READING PASSAGE ▸

■ ■ ■ ■ ■

Being thankful

Yes, it’s the cliche Thanksgiving post.

As you can see by the total lack of posts this month, it’s been a busy month for me, at work, in class, and even socially (four different out-of-towners visited last week although I only managed to see three). I’m taking a quick break up in Boston for Thanksgiving before I settle into the end-of-term crunch (master’s project, group term project, take-home final, in-class final, master’s project presentation over the next four weeks).

But I do want to take the time to be thankful for all that I have.

I was reading Peak: How Great Companies Get Their Mojo from Maslow on the bus ride last night, and one thing that is apparent is how lucky I am to have all of my basic needs from Maslow’s hierarchy satisfied.

I’ve got a roof over my head, a steady salary, and enough savings to do pretty much whatever I want.

I’ve got great friends and family who support me throughout all of my endeavors (more on that later).

It’s only because I have all of those basic needs satisfied that I can spend time trying to figure out what I really want to do, or who I really want to be, and all of the other self-actualization needs at the top of Maslow’s pyramid. So my angst about what to do with my life is really a testament to having everything else in place, and I am very thankful for that.

I also am constantly gratified that I have the friends and family that I do, who do amazing things and inspire me to do more myself:

  • My parents gave me everything I needed growing up, challenging me to achieve more, and put me through MIT, where I met many of my friends.
  • My sister recently passed her industrial hygienist certification test after studying for months, is currently backpacking around Guatamala, and will be traveling to Southeast Asia in December.
  • The friend that crashed with me last weekend was in town for a fencing tournament, where he came in second, beating half the U.S. Olympic team in the process.
  • Another visiting friend was interviewing for a professor position at Sarah Lawrence.
  • The other visiting friends were Christy and Eric from Instructables, in town for some business meetings as they steadily move towards taking over the world.

And those are just the people I’ve talked to in the past week. I go on and on about my friends because they are truly fantastic. I believe that you can judge people by the company they keep, and I am honored that my friends choose to spend time with me. I would not be the person I am without them.

■ ■ ■ ■ ■

REQUIRED TASK A ▸ Pick out every line in the records that contains the word "drawing" and copy each one. Case counts.

(Location annotation dataset excerpts)
■ ■ ■ ■ ■

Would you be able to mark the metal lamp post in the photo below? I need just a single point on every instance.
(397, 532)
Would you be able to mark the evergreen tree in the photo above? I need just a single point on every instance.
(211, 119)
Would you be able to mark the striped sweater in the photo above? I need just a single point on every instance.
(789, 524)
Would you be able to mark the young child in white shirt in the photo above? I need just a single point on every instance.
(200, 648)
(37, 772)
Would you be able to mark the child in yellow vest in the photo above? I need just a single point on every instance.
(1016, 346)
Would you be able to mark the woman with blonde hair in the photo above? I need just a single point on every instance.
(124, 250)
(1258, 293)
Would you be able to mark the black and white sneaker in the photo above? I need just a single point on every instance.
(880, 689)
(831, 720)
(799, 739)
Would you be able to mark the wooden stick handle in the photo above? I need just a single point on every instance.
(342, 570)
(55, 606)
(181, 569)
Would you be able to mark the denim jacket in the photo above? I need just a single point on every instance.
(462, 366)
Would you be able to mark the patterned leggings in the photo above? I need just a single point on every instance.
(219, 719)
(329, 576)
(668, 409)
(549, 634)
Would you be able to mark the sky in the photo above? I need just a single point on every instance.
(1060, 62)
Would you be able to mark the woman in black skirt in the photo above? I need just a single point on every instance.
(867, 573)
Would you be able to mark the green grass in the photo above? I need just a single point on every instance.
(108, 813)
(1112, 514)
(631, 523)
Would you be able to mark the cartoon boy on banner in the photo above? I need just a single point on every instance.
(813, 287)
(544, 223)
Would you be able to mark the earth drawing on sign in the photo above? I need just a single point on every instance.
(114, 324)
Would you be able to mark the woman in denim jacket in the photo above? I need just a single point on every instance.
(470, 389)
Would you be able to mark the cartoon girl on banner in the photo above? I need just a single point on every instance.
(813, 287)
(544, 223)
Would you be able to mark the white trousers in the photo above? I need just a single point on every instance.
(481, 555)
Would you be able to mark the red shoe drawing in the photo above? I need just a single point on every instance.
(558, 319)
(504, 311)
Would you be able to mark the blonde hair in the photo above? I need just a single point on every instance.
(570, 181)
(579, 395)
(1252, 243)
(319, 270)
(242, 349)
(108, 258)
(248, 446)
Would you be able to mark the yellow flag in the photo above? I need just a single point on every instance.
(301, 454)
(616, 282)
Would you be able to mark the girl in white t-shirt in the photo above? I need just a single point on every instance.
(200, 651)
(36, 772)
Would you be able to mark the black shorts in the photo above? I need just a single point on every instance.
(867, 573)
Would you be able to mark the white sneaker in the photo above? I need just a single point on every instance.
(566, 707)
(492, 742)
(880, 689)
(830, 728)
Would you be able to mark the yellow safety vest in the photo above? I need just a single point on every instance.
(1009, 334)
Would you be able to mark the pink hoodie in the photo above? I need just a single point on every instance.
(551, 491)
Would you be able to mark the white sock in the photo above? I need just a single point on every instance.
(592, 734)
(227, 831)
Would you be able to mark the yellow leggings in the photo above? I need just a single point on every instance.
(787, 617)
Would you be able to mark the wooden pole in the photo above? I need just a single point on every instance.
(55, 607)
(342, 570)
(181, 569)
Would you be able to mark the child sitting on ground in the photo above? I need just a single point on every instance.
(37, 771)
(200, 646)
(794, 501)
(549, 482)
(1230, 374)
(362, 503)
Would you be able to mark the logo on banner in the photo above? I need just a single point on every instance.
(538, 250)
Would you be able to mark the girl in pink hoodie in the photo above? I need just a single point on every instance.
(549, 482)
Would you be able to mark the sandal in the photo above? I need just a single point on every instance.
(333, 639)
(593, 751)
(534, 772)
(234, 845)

■ ■ ■ ■ ■

REQUIRED TASK B ▸ In the Thanksgiving post, what book was the writer reading on the bus ride the night before?

FULL RESPONSE A ▸
Would you be able to mark the earth drawing on sign in the photo above? I need just a single point on every instance.
Would you be able to mark the red shoe drawing in the photo above? I need just a single point on every instance.

FULL RESPONSE B ▸ Peak: How Great Companies Get Their Mojo from Maslow